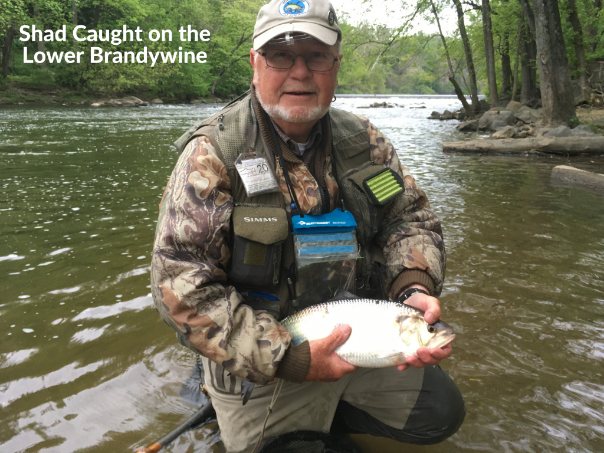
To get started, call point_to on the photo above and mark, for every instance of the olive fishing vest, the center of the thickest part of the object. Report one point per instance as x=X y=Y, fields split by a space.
x=235 y=130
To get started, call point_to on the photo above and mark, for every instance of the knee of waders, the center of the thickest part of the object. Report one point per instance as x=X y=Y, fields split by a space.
x=438 y=412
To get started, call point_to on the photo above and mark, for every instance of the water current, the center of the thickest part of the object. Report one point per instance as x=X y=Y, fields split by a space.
x=87 y=365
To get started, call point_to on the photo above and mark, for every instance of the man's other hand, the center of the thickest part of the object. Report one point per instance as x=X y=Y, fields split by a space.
x=431 y=308
x=325 y=364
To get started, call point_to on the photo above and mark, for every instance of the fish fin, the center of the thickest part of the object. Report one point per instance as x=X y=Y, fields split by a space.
x=246 y=391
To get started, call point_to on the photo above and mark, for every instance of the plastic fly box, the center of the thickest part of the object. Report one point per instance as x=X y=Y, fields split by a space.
x=326 y=252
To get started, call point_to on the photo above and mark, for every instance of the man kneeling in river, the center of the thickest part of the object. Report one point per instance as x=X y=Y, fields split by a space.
x=223 y=279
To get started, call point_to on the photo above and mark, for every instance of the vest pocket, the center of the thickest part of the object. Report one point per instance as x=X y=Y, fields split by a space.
x=258 y=235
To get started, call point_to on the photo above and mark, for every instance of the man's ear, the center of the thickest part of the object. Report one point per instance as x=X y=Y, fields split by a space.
x=253 y=59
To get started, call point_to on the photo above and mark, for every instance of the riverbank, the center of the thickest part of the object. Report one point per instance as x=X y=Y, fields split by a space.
x=82 y=187
x=55 y=95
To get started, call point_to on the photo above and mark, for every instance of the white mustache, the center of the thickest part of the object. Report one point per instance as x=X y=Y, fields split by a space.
x=298 y=89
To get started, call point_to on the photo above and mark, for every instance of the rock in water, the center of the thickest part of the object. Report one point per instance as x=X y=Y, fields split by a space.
x=560 y=131
x=506 y=132
x=383 y=332
x=468 y=126
x=574 y=177
x=582 y=131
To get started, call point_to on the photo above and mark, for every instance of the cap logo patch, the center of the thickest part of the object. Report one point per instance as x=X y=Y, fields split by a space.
x=294 y=8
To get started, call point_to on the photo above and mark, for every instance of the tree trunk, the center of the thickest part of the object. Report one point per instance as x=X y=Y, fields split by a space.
x=506 y=68
x=96 y=16
x=579 y=47
x=518 y=47
x=487 y=29
x=554 y=73
x=548 y=145
x=451 y=74
x=469 y=58
x=6 y=49
x=74 y=20
x=529 y=74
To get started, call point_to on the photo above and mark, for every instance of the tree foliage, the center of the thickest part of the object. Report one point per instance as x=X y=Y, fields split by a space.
x=377 y=59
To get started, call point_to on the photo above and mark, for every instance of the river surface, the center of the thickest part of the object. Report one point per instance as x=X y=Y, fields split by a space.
x=87 y=365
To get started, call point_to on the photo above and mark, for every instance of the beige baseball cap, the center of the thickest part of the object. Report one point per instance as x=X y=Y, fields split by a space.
x=316 y=18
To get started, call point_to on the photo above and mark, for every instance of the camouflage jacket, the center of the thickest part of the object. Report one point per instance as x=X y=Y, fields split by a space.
x=191 y=255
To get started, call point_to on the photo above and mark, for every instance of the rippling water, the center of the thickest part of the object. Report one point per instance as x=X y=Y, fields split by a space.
x=87 y=365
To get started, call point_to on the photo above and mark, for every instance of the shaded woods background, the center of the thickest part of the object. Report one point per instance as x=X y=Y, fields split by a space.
x=500 y=42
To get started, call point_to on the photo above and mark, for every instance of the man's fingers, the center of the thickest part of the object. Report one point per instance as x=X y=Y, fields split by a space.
x=428 y=304
x=338 y=337
x=403 y=367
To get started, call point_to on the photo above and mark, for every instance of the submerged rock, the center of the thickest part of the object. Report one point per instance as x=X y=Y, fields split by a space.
x=494 y=120
x=574 y=177
x=506 y=132
x=560 y=131
x=582 y=131
x=468 y=126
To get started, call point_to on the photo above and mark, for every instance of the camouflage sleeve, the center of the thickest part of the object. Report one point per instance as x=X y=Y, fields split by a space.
x=411 y=234
x=190 y=256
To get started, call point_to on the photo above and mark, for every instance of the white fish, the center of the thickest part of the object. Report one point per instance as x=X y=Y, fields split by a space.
x=383 y=334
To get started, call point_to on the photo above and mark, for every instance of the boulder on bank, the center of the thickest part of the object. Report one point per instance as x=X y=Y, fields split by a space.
x=547 y=145
x=383 y=105
x=574 y=177
x=527 y=115
x=514 y=106
x=494 y=120
x=127 y=101
x=506 y=132
x=468 y=126
x=564 y=131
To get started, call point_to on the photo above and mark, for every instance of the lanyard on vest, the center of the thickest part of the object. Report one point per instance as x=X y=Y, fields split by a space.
x=279 y=154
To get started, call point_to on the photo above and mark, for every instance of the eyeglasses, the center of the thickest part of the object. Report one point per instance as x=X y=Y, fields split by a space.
x=285 y=59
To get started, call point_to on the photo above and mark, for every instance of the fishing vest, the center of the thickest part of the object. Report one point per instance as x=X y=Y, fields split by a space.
x=235 y=130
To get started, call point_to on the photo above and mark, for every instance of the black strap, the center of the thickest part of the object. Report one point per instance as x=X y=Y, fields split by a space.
x=409 y=292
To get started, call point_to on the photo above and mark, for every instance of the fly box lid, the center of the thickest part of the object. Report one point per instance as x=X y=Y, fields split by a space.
x=337 y=221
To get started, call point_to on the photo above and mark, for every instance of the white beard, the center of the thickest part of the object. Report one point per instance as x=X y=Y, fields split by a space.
x=300 y=116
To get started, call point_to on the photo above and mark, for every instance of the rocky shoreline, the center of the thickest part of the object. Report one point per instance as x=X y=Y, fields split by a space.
x=512 y=121
x=61 y=96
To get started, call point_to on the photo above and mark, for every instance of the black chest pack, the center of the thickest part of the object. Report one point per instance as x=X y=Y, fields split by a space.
x=264 y=268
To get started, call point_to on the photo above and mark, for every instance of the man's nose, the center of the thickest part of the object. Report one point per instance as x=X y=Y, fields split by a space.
x=299 y=70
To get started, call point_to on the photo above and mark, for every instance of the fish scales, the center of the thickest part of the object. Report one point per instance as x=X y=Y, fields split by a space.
x=383 y=334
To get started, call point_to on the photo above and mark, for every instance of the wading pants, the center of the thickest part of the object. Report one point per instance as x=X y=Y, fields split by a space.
x=420 y=406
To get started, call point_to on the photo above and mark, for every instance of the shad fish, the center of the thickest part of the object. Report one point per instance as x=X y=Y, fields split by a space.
x=383 y=334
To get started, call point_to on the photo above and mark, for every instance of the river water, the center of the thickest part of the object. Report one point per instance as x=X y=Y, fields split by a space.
x=87 y=365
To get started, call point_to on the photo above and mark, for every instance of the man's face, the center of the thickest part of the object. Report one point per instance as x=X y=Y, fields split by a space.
x=297 y=94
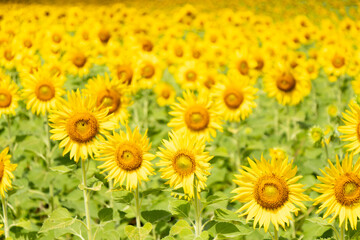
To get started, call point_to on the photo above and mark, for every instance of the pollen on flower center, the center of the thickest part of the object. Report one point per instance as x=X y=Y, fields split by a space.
x=271 y=192
x=148 y=71
x=82 y=127
x=347 y=189
x=197 y=118
x=184 y=163
x=286 y=82
x=45 y=91
x=128 y=156
x=338 y=61
x=190 y=76
x=108 y=98
x=79 y=60
x=5 y=98
x=233 y=98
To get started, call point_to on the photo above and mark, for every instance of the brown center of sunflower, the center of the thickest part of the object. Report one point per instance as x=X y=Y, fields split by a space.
x=209 y=82
x=125 y=73
x=260 y=64
x=147 y=46
x=179 y=51
x=184 y=163
x=148 y=71
x=56 y=38
x=271 y=192
x=338 y=61
x=108 y=98
x=165 y=93
x=5 y=98
x=243 y=67
x=8 y=55
x=82 y=127
x=190 y=76
x=286 y=82
x=128 y=156
x=197 y=118
x=45 y=91
x=79 y=59
x=104 y=35
x=233 y=98
x=27 y=43
x=347 y=189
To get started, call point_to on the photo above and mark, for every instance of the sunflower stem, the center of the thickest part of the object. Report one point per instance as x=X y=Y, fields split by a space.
x=137 y=207
x=49 y=161
x=197 y=205
x=86 y=199
x=5 y=218
x=276 y=235
x=9 y=134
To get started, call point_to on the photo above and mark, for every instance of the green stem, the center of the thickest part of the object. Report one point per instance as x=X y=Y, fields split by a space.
x=276 y=235
x=86 y=199
x=111 y=196
x=342 y=233
x=137 y=207
x=5 y=218
x=197 y=205
x=9 y=134
x=49 y=161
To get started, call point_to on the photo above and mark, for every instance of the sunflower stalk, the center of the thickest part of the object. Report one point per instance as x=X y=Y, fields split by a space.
x=86 y=199
x=5 y=218
x=197 y=205
x=9 y=134
x=137 y=207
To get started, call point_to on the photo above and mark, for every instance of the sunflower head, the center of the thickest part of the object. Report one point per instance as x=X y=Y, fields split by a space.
x=270 y=192
x=126 y=156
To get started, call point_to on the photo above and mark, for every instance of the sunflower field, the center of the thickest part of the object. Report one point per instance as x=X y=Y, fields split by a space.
x=180 y=120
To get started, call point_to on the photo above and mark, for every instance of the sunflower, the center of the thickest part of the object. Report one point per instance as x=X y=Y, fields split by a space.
x=351 y=130
x=182 y=161
x=165 y=94
x=111 y=95
x=9 y=96
x=41 y=90
x=287 y=85
x=340 y=191
x=126 y=156
x=270 y=192
x=197 y=116
x=78 y=123
x=6 y=169
x=236 y=97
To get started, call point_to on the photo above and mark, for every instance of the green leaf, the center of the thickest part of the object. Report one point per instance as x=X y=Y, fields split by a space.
x=156 y=215
x=60 y=218
x=180 y=207
x=105 y=214
x=183 y=229
x=63 y=169
x=135 y=233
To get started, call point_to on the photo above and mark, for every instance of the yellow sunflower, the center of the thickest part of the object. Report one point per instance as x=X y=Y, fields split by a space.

= = = = = = =

_WRITTEN EXERCISE_. From the line holding "the sunflower, the" down to the final line above, quote every line exactly and only those lines.

_RESPONSE TO THIS EXERCISE_.
To get started, call point_to on the photo above and mark, for every instance of the sunflower, the center of the thickest part of the object. Report one point per instance as x=X y=Y, fields split by a space.
x=351 y=130
x=182 y=161
x=165 y=94
x=111 y=95
x=9 y=96
x=41 y=90
x=287 y=85
x=340 y=191
x=126 y=156
x=270 y=192
x=197 y=116
x=78 y=123
x=6 y=169
x=236 y=97
To get started, call point_to on the photo above and mark, for every instance of the green leaf, the center of the thickest part of the object. Report one point per instance as x=X y=Y, fields split by a space.
x=156 y=215
x=60 y=218
x=180 y=207
x=105 y=214
x=183 y=229
x=63 y=169
x=135 y=233
To get started, call point_to on the photo above and mark, for every instance of the yellow sunflower, the center of the thickest part of the object. Report one point per instance as x=X y=Y, fields split by a space.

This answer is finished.